__Exercise brief__: Scan the records for "curb". Show the matching lines.

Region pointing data
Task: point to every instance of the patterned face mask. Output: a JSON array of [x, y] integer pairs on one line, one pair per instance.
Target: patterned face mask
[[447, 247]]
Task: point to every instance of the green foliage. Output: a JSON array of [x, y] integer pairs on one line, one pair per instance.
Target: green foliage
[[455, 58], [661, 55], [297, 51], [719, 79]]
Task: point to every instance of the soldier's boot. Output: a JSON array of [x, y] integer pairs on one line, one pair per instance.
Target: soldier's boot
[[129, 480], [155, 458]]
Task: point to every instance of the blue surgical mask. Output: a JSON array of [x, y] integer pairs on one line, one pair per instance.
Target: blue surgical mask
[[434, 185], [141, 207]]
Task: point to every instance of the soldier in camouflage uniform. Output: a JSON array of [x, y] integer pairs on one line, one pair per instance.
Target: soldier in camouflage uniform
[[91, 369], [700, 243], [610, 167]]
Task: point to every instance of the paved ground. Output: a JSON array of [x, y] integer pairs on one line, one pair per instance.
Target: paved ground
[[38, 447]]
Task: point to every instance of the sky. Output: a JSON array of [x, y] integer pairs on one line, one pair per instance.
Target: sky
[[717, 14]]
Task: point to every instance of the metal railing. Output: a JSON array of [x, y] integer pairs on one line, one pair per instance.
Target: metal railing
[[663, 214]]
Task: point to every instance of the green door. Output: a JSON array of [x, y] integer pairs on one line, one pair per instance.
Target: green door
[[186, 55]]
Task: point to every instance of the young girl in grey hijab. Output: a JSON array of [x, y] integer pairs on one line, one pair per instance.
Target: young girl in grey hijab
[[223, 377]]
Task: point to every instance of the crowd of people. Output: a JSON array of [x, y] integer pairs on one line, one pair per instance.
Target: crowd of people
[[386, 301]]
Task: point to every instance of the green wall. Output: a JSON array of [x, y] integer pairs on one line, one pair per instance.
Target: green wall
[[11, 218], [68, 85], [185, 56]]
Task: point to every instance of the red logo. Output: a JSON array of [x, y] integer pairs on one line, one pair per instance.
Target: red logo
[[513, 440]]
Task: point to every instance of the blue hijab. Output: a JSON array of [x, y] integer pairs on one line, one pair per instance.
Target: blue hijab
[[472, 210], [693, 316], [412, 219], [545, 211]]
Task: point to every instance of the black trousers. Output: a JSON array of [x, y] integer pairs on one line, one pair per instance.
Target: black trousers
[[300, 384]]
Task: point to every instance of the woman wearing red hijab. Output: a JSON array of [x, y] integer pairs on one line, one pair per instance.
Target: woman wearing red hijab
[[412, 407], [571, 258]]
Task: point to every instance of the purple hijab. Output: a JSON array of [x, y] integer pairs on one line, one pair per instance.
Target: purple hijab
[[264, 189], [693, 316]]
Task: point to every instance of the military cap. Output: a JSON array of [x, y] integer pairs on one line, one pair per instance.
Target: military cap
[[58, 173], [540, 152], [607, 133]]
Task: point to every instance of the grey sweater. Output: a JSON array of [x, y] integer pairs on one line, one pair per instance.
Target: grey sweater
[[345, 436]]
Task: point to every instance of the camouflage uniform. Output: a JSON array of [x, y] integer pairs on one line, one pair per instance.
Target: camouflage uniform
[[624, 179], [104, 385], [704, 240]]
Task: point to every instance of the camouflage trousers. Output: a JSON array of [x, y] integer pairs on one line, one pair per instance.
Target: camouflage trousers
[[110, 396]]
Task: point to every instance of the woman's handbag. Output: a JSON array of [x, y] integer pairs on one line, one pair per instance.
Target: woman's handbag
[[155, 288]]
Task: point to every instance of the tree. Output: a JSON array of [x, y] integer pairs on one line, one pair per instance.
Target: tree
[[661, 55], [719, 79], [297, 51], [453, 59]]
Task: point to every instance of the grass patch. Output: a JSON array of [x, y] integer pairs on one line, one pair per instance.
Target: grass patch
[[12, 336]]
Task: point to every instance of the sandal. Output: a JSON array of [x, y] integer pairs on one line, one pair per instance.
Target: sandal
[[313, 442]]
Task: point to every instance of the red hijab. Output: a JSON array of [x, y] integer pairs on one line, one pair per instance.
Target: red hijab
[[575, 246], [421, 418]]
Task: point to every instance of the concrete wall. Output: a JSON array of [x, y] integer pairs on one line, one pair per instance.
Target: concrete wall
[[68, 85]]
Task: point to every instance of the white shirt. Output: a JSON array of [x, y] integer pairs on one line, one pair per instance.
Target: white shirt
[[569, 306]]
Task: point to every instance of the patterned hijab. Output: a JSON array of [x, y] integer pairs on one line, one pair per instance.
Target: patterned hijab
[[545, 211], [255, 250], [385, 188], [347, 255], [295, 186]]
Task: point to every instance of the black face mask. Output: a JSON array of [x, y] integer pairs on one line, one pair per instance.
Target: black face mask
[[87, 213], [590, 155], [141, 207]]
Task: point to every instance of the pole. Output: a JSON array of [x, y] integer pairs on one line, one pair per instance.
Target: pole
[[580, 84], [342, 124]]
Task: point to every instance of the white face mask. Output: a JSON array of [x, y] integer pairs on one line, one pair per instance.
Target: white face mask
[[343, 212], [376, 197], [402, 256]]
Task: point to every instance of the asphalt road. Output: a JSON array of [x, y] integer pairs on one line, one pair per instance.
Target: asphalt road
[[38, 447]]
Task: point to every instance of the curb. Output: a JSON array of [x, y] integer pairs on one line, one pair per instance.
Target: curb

__Response__:
Task: point to every instance of the curb. Output: a JSON array of [x, y] integer pairs on one line, one pair per instance.
Target: curb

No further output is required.